== Task to carry out ==
Repeat exactly each line of the data provided below.

== Given entries ==
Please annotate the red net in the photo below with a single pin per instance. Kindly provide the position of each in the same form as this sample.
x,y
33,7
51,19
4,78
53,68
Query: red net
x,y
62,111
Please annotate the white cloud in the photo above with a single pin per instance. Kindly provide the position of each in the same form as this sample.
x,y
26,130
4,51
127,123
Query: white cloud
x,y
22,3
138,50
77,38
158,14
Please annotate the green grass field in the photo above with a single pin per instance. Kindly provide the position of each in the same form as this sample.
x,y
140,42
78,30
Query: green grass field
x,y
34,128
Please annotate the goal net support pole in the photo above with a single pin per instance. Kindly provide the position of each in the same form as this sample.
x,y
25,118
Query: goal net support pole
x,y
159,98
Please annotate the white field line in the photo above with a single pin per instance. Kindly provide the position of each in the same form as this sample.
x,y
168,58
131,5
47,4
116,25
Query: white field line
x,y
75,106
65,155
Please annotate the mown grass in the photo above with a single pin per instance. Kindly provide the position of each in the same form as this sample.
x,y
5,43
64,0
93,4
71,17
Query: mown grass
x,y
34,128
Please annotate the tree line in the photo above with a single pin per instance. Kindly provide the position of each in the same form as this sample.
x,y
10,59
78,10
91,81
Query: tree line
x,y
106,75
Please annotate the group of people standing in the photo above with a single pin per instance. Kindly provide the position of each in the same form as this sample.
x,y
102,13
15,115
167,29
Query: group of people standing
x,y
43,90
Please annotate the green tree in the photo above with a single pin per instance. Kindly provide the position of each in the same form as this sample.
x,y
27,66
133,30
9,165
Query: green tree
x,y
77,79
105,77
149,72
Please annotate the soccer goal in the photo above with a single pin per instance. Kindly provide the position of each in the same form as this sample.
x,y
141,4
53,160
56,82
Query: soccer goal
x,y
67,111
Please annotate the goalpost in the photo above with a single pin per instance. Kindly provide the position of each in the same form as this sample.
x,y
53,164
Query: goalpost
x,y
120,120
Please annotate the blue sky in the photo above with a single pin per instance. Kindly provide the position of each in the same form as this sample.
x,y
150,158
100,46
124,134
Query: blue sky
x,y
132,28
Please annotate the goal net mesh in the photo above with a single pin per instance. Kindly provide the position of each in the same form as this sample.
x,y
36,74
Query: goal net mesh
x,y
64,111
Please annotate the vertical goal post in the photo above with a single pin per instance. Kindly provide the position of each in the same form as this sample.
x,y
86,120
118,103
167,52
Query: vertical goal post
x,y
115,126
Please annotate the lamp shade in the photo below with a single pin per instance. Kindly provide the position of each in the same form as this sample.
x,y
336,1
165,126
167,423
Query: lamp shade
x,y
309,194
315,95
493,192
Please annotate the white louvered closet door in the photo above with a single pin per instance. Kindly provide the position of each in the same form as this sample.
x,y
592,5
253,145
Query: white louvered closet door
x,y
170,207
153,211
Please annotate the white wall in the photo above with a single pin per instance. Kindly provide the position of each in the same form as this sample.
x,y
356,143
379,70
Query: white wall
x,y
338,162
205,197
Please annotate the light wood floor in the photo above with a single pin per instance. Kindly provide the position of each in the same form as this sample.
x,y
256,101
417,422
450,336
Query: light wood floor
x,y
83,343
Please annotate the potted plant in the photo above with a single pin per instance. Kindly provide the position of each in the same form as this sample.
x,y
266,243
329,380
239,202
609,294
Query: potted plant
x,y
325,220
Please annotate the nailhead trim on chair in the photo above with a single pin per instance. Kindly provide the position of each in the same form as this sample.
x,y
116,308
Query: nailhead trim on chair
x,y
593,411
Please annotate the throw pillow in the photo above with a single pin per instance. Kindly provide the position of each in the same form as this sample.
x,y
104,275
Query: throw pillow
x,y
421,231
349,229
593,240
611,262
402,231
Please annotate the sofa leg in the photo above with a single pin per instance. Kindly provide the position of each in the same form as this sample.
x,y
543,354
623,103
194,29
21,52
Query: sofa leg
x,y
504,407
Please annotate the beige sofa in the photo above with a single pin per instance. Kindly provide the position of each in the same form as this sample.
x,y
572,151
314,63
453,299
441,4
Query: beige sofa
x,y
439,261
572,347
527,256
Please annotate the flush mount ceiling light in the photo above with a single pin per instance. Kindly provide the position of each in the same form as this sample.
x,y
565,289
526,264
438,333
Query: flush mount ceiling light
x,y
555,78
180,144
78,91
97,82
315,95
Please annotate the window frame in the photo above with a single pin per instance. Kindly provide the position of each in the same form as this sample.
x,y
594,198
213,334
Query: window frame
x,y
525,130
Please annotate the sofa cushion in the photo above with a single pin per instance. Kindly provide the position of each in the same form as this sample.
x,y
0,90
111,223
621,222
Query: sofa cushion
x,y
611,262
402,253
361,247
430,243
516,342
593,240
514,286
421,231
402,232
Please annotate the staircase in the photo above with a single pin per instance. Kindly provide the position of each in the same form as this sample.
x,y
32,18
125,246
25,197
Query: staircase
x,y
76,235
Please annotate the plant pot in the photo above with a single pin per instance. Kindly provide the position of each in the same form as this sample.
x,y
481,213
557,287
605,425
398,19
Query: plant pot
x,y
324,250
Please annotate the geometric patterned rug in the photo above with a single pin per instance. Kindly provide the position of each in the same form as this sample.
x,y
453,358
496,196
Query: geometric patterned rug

== Task result ==
Please annotate the red net in the photo below with a single pin per instance. Kindly provide the position of each in the same form as this sample.
x,y
33,7
51,19
4,78
53,68
Query: red net
x,y
62,111
Please annotate the white cloud in the photo above with a single pin per instance. Kindly provide the position of each in the same form as this sample.
x,y
26,130
4,51
127,123
Query: white cloud
x,y
22,3
138,50
77,38
158,14
Please annotate the green grass field in the photo above with a single pin per instance. Kindly provide the position of each in the same form as this sample.
x,y
140,42
78,30
Query: green grass field
x,y
34,128
Please annotate the goal net support pole in the photo above with a single pin per instance. Kindly provide the position of each in the same form as this sample.
x,y
25,118
Query: goal net support pole
x,y
159,98
Please annotate the white field line in the photo above with a single pin per instance. Kindly provide the position of each in the same form as this sample.
x,y
168,58
131,5
47,4
116,25
Query: white field line
x,y
75,106
65,155
Please annotate the mown grass in the photo above with a single pin per instance. Kindly provide the position of each in the same form as this sample.
x,y
5,43
64,0
93,4
71,17
Query: mown grass
x,y
34,128
Please annotate the tree line in the photo above with a single pin per instance. Kindly provide the position of each in the same form as this sample.
x,y
10,59
78,10
91,81
Query: tree line
x,y
106,75
Please annotate the group of people standing in the photo above with a single pin per instance. Kindly provide the position of each in the same form as this sample.
x,y
102,13
15,115
167,29
Query: group of people standing
x,y
43,90
Please annotate the green tree in the photo above with a single pin per instance. Kindly provide the position of each in the same form as this sample.
x,y
27,66
133,30
9,165
Query: green tree
x,y
77,79
105,77
149,72
Please annotate the soccer goal in the photo above with a single pin per instance. Kindly provide the position of each in the same form as this sample.
x,y
141,4
53,160
56,82
Query: soccer goal
x,y
67,111
Please annotate the goalpost in the photo above with a single pin per instance. Kindly provide the position of each in the same form as this sample.
x,y
53,164
Query: goalpost
x,y
120,120
Please annotate the blue sky in the photo above with a single pin per instance. Kindly provide the position of each in the same form as this sample.
x,y
150,158
100,46
124,134
Query: blue sky
x,y
132,28
Please annotate the goal net mesh in the photo above with a single pin per instance. Kindly provide the position of each in the same form as this sample.
x,y
36,74
Query: goal net mesh
x,y
64,111
Please annotate the vertical goal post in the photo above with a single pin per instance. Kindly provide the position of each in the same form as this sample.
x,y
86,120
118,103
167,52
Query: vertical goal post
x,y
115,126
Please annotate the lamp shade in the photo below with a single pin per instance. Kindly provide the position of each in the same form as this sample.
x,y
336,1
165,126
167,423
Query: lamp shade
x,y
309,194
315,95
493,192
Please annotate the white louvered closet door in the photo above with a single pin per instance. Kindly provide the position of each in the same form as this sample.
x,y
592,5
253,145
Query: white louvered closet door
x,y
170,207
153,211
Please annotate the white wall in the photo above with a single pin per instance. Kindly provide the position of each in the same form as this sample.
x,y
356,143
379,70
Query: white wall
x,y
338,162
205,197
Please annotate the light wood floor in the photo above with a single pin per instance. Kindly provide the position of each in the same form as this sample.
x,y
256,101
417,422
450,336
Query: light wood floor
x,y
83,343
Please annotate the potted plant in the photo above with a single pin per instance. Kindly provide the position of each in the same form as this sample.
x,y
266,243
329,380
239,202
609,294
Query: potted plant
x,y
325,220
Please annotate the nailhead trim on chair in the photo above with a single pin per instance. Kindly provide the position of each in the same form as this sample.
x,y
116,308
Query: nailhead trim on chair
x,y
593,411
Please annotate the throw pillow in the photo above with a single pin per instance. Kindly provide the position of each in the same form as this sample.
x,y
104,275
Query: throw pillow
x,y
421,231
349,229
593,240
611,262
402,231
Please annotate the sofa leg in the photo above with a single pin per instance. Kindly provide the position of each in the same form as this sample.
x,y
543,354
623,103
194,29
21,52
Query: sofa leg
x,y
504,407
Please annotate the beige sofa in the photo above with a single pin per instance. Kindly provide the position of each in the same form as this sample.
x,y
572,151
314,63
453,299
441,4
Query: beige sofa
x,y
439,261
572,347
527,256
Please annotate the flush mount ceiling light in the photo above with a single pin per instance. Kindly provide the position of each in the same form as this sample.
x,y
565,289
526,264
438,333
Query: flush mount ceiling light
x,y
555,78
180,144
78,91
97,82
315,95
Please annotate the window frame in the photo above with a single pin per instance. Kindly provide the position of each in the same form as this sample.
x,y
594,198
213,334
Query: window frame
x,y
525,130
Please annotate the sofa cushion in the photo above with a single pin per instance. Kindly provide the position of each in the same form as this sample.
x,y
0,90
111,223
621,222
Query: sofa cushion
x,y
611,262
402,253
361,247
430,243
516,342
593,240
514,286
421,231
402,232
Please annotate the staircase in the photo above with a single pin per instance. Kindly provide the position of each in the same form as this sample.
x,y
32,18
125,246
25,197
Query: staircase
x,y
76,235
Please annotate the plant pot in the photo above with a single pin per instance. Kindly provide the position of each in the same form as this sample.
x,y
481,213
557,287
605,425
398,19
Query: plant pot
x,y
324,250
Please annotate the geometric patterned rug in the photo above with a single pin per instance. Kindly provide the position of each in the same form as this sample.
x,y
453,358
496,196
Query: geometric patterned rug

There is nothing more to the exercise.